**REQUEST:** Write out the data below in full, unchanged, minus the images.

[Rows from a dataset]
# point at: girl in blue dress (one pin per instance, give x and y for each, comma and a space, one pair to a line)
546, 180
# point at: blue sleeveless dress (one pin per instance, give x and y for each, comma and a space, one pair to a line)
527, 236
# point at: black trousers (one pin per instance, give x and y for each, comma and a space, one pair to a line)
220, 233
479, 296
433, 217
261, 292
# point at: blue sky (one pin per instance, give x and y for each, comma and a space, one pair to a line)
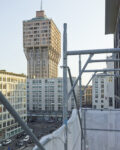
86, 28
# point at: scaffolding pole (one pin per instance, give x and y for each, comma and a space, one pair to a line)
76, 81
95, 51
65, 103
101, 70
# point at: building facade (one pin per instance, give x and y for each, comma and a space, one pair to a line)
87, 98
13, 86
103, 92
103, 89
42, 46
46, 95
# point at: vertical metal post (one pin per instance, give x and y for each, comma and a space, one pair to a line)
65, 83
80, 82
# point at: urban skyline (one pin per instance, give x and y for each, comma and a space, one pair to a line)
81, 35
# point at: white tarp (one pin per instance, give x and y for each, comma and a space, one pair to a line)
103, 132
108, 121
56, 140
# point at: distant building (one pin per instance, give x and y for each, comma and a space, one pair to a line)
87, 98
46, 95
103, 90
112, 26
13, 86
42, 46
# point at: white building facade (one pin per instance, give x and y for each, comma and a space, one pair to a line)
46, 95
13, 86
103, 90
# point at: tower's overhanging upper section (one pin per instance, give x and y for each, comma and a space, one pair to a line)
111, 13
41, 31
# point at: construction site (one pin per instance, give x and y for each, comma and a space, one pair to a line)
87, 128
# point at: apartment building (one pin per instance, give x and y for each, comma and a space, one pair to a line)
13, 86
103, 92
103, 89
42, 46
87, 98
46, 95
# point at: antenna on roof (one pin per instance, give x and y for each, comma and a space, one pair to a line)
41, 4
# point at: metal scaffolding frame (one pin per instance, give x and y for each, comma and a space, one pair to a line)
66, 95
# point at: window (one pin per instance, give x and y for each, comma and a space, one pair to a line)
110, 101
96, 96
102, 95
4, 124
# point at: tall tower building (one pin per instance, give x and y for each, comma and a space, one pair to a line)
42, 46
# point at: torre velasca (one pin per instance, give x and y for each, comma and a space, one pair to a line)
42, 46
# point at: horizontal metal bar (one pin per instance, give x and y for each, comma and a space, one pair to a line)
111, 75
104, 60
102, 70
95, 51
108, 130
7, 105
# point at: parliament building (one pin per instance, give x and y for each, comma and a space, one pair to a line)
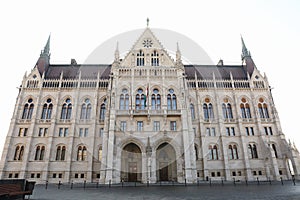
146, 117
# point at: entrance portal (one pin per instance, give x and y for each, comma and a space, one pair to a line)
166, 163
131, 169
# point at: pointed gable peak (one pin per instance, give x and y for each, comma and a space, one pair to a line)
146, 47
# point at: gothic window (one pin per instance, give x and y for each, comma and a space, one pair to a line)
103, 110
213, 152
192, 108
86, 109
28, 109
81, 153
227, 109
252, 150
154, 59
263, 109
140, 100
60, 153
245, 109
140, 58
171, 100
196, 152
155, 100
47, 109
100, 154
233, 152
124, 100
19, 151
39, 153
274, 149
66, 110
208, 109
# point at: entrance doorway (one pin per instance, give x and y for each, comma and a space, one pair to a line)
166, 163
131, 163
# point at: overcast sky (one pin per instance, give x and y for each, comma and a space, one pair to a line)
271, 31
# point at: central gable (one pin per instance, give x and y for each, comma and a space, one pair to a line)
147, 51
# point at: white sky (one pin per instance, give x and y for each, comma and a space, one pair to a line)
271, 31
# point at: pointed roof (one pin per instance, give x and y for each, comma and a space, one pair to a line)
147, 42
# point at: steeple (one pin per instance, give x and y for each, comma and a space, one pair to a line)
46, 51
245, 52
44, 59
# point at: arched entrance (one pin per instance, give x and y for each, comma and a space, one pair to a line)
131, 158
166, 164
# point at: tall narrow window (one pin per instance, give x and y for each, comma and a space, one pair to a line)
140, 100
86, 109
66, 109
47, 109
233, 152
171, 100
19, 151
245, 109
155, 100
192, 108
263, 109
28, 109
103, 110
208, 109
274, 149
140, 59
154, 58
124, 100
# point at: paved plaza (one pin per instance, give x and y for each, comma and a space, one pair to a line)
165, 191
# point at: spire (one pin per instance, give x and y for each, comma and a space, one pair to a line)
117, 54
46, 50
245, 52
178, 54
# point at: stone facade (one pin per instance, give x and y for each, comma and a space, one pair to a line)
148, 118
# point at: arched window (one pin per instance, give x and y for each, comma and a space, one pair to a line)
154, 58
140, 59
140, 100
227, 109
208, 109
60, 153
196, 152
274, 149
192, 108
155, 100
103, 110
28, 109
81, 153
213, 152
171, 100
252, 150
19, 151
233, 152
245, 109
86, 109
47, 109
100, 154
39, 153
263, 109
66, 110
124, 100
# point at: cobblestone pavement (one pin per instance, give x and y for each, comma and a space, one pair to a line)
263, 191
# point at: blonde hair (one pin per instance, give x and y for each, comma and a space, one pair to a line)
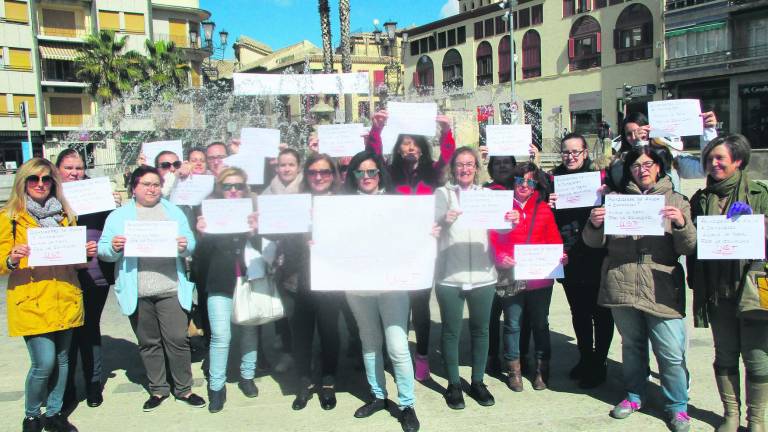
17, 202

**EXERCISE OUTPUT:**
# point at: girl in blue dress (one pin per instance, give x and y for each, comma and a space, one pair to a line)
546, 180
# point at: blue sleeveless dress (one pin per instance, give x and y for each, comma and a space, one pair to a line)
527, 236
# point at: black trousers (one pin per instance, give x and y for each, comma and a space, one pair to a line)
220, 233
479, 296
433, 217
261, 292
# point at: blue sky (one pin per instance, give x and y for each, comma and a space, one pair to a line)
86, 28
# point at: scaffolding pole (one pin per instance, give x and y for each, comma and a space, one pair to a line)
76, 81
95, 51
65, 103
101, 70
# point at: building facade (one pin per instance, give x and y for each, comma and a space, one pair to a line)
87, 98
13, 86
103, 92
103, 89
42, 46
46, 95
# point at: vertical metal post (one pin per instance, give x and y for each, comma and a space, one pair to a line)
65, 83
80, 82
# point at: urban skyline (one pin per instance, give x and y for each, comma and a space, one pair to a line)
81, 35
# point at: white tarp (one pin per instance, give x and y for each, comma and a space, one pair to a line)
103, 132
108, 121
56, 140
# point at: distant building (one pin per instance, give x and y for each, comma and a space, one pair to a line)
87, 98
46, 95
103, 90
112, 26
13, 86
42, 46
# point at: white building facade (one pin per instance, give x and y for each, comma and a space, one pair to a line)
46, 95
13, 86
103, 90
# point at: tower's overhanging upper section (one pin per instance, give x and y for each, comma and a space, one pair to a line)
111, 13
41, 31
# point at: construction site (one pin per instance, give x and y for each, comma and a space, one pair to a line)
87, 128
# point at: apartment building (one pin per instance, give x and y for each, comma and a space, one pair to a line)
13, 86
103, 92
103, 89
42, 46
87, 98
46, 95
# point at: antenna on roof (one pin per instance, give x and y for each, comma and a space, one pair to a line)
41, 4
# point at: metal scaffolding frame (one pin per instance, give x and y for each, comma and a space, one pair to a line)
66, 95
# point at: window (one pin per instance, give x and y for each, comma and a space, one pair to a line)
110, 101
96, 96
102, 95
4, 124
# point at: tall tower building (one pin per instance, give x and y for each, comma and a space, one pair to a line)
42, 46
# point at: torre velasca (one pin per instance, give x and y for each, comma and a space, one pair to a line)
42, 46
# point at: horizontal metal bar (one pin per instance, give x and y for each, comma and a space, one pair to a line)
111, 75
104, 60
102, 70
95, 51
108, 130
7, 105
# point at: parliament building (one pin per instance, give x and y for each, comma and a space, one pair to a line)
146, 117
# point at: entrance portal (one pin per instance, give x and y for each, comma and a space, one pair to a line)
166, 163
131, 169
# point at: pointed gable peak (one pin per instance, give x and y for each, comma and a space, one pair to a line)
146, 47
# point at: gothic window (one pin per instance, give x and y for each, comma and a space, one pair to a line)
103, 110
213, 152
192, 108
86, 109
28, 109
81, 153
227, 109
252, 150
154, 59
263, 109
140, 100
60, 153
245, 109
140, 58
171, 100
196, 152
155, 100
47, 109
100, 154
233, 152
124, 100
19, 151
39, 153
274, 149
66, 110
208, 109
# point at: entrance doorway (one pin per instance, give x and y for each, comma and a space, one pair to a line)
166, 163
131, 163
# point at: overcast sky (one pin per instance, give x and y for each, comma and a space, one pair to a line)
271, 31
# point at: central gable (one pin per instance, give x and y for each, comma and a space, one pair to a line)
147, 51
# point at: white sky (one pin per instance, give x and y for each, comma and a space, one pair to a line)
271, 31
# point at: pointed roof (one pin per instance, give x and y for each, comma and a space, one pair to a line)
147, 42
# point at: steeple (one pin per instance, give x and y for each, comma and a space, one pair to a line)
46, 51
245, 52
44, 59
# point at: arched entrance (one pin per instance, give x and y for each, comma and a space, one pair to a line)
131, 158
166, 164
# point at: tall narrow window (one pin per instance, give x and y for each, comma and a space, one pair to a line)
140, 100
86, 109
66, 109
47, 109
233, 152
171, 100
19, 151
245, 109
155, 100
192, 108
263, 109
28, 109
103, 110
208, 109
274, 149
140, 59
154, 58
124, 100
# point at: paved plaza (one pin per instance, give x and y for each, comma and a space, one pair to a line)
165, 191
# point at: spire (one pin per instance, give x and y for each, comma and a space, one pair to a line)
117, 54
46, 50
245, 52
178, 54
# point at: stone facade (one pin per instance, give x and y for each, comma and a space, one pair to a line)
148, 118
# point at: arched window (one pin per instance, give x and y for each, comma and a space, one pair to a line)
154, 58
140, 59
140, 100
227, 109
208, 109
60, 153
196, 152
274, 149
192, 108
155, 100
103, 110
28, 109
81, 153
213, 152
171, 100
252, 150
19, 151
233, 152
245, 109
86, 109
47, 109
100, 154
39, 153
263, 109
66, 110
124, 100
# point at: cobblestone pavement (one pin per instance, give x and y for each, comma and a space, one pair to a line)
263, 191
# point at: blonde hair (one pin per instance, give x and y for each, comma and a space, one pair to a line)
17, 202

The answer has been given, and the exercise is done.